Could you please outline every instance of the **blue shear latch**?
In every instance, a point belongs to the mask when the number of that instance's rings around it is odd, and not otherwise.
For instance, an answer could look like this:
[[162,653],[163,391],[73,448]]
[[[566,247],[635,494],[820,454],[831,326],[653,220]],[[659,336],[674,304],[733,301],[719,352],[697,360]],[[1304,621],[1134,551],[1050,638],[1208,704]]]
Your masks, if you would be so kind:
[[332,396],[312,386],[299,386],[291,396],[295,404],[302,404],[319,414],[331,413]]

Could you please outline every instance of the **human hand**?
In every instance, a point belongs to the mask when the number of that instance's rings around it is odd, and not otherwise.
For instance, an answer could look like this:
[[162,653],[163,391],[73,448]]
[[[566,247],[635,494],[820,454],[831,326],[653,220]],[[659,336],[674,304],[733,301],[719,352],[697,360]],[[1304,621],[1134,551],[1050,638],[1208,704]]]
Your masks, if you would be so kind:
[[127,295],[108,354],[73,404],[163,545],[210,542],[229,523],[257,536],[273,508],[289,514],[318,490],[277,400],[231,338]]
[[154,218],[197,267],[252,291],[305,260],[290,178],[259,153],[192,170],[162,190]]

Task: Please write out all of the data above line for line, with no changes.

Response to the task:
Could you please outline every instance of the **blue shear latch**?
In every instance, a point belongs to the mask when the number of that instance's rings around it is odd, and not otherwise.
For instance, an answer could look like this:
[[162,653],[163,391],[73,448]]
[[[566,247],[635,494],[820,454],[831,326],[653,220]],[[659,336],[674,304],[733,301],[719,352],[697,360]],[[1304,621],[1134,551],[1050,638],[1208,704]]]
Your masks, if you would be so kind:
[[332,396],[312,386],[299,386],[291,396],[295,404],[302,404],[319,414],[331,413]]

Could you please outline every instance of the **human hand**?
In every instance, a point belongs to the mask when the number of that instance's rings around it is odd, and not otherwise.
For instance, an answer could look like this:
[[162,653],[163,391],[73,448]]
[[[566,247],[635,494],[820,454],[831,326],[653,220]],[[659,336],[674,304],[733,301],[719,352],[697,360]],[[1304,621],[1134,551],[1050,638],[1208,704]]]
Your masks, if you would be so kind:
[[127,295],[108,354],[73,404],[163,545],[210,542],[229,523],[257,536],[273,508],[289,514],[318,490],[277,400],[231,338]]
[[154,218],[197,267],[252,291],[305,260],[290,178],[259,153],[192,170],[162,190]]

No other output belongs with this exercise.